Passage provided>
# # # # # # #

Here in the Israeli regions near Gaza, where lives have been led for years to the intermittent rhythm of incoming rocket fire, there is a palpable sense of resignation to that cycle. Schools have reinforced roofs, and bus stops are fortified to double as shelters. Some months, 200 rockets are fired at Ashkelon, said Mayor Benny Vaknin. By midday Monday, 15 had been launched, he said.
Three Israelis have been killed by rocket fire from Gaza in the current conflict, in a town north of Ashkelon; 109 Palestinians have died in Israeli airstrikes.
For now, most people are staying inside. In Ashkelon, down two musty flights of stairs at the Golden Tower hotel, children of hospital employees — who must continue working — were packed into a basement ballroom for a sort of wartime day camp. They colored Mickey Mouse cartoons, plucked hot dogs from a platter and danced in mambo lines to the music of singers hired both to entertain and to keep things loud enough to prevent small ears from hearing blasts above ground.

# # # # # # #

Extracted material>
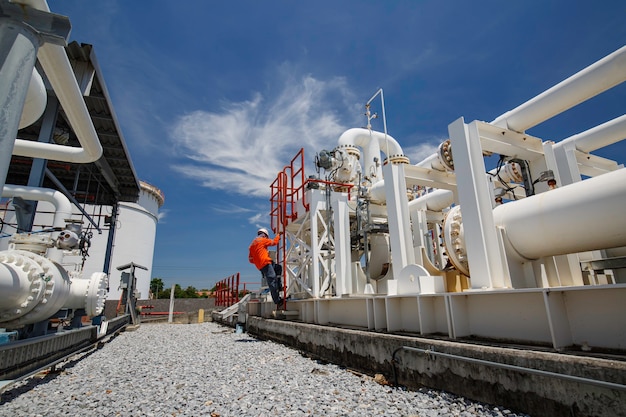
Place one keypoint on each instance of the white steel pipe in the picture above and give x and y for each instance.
(63, 206)
(36, 99)
(436, 200)
(584, 216)
(59, 72)
(589, 82)
(372, 143)
(598, 137)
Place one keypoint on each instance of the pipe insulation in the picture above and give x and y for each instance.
(584, 216)
(59, 72)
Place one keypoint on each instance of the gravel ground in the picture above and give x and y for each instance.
(210, 370)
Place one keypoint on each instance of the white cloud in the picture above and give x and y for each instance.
(242, 148)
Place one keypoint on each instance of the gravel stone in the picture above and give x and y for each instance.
(206, 369)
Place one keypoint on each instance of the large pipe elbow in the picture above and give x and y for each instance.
(59, 72)
(36, 99)
(62, 205)
(372, 143)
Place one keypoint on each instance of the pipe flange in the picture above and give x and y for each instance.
(444, 153)
(454, 240)
(53, 290)
(350, 150)
(398, 159)
(31, 277)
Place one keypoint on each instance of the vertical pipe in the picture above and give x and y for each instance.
(18, 52)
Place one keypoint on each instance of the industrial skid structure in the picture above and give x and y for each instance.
(59, 143)
(531, 251)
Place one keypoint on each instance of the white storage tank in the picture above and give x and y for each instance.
(134, 239)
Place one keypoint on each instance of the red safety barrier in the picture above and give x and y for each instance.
(227, 291)
(287, 190)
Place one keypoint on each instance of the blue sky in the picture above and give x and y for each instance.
(214, 98)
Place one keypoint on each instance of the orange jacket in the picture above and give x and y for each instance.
(258, 254)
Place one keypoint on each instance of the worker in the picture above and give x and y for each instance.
(260, 257)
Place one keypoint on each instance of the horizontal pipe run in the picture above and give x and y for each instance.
(548, 374)
(584, 216)
(585, 84)
(598, 137)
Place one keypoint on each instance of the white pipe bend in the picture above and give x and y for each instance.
(62, 205)
(36, 99)
(372, 143)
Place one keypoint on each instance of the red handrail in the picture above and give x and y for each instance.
(227, 291)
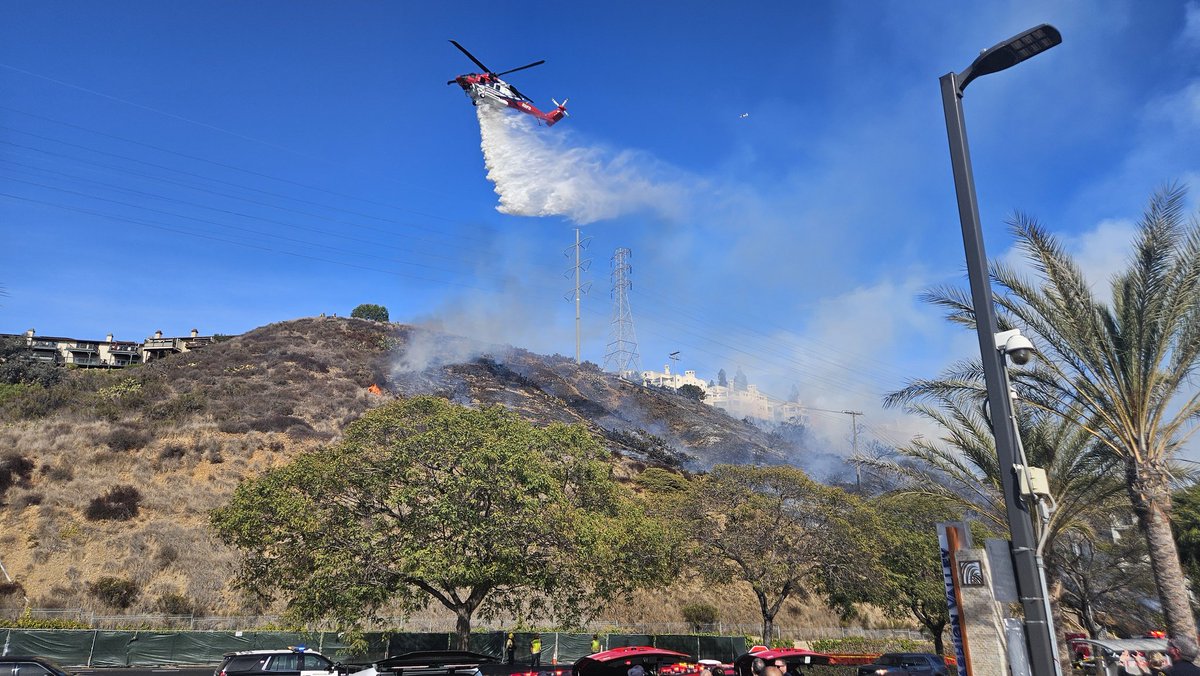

# # # # # # #

Translate this sentence from the passage about rocket fire near Gaza into Spanish: "Schools have reinforced roofs, and bus stops are fortified to double as shelters." The material that comes after the passage about rocket fire near Gaza is separate from that passage.

Las escuelas tienen techos reforzados, y las paradas de autobús están fortificadas para servir también como refugios.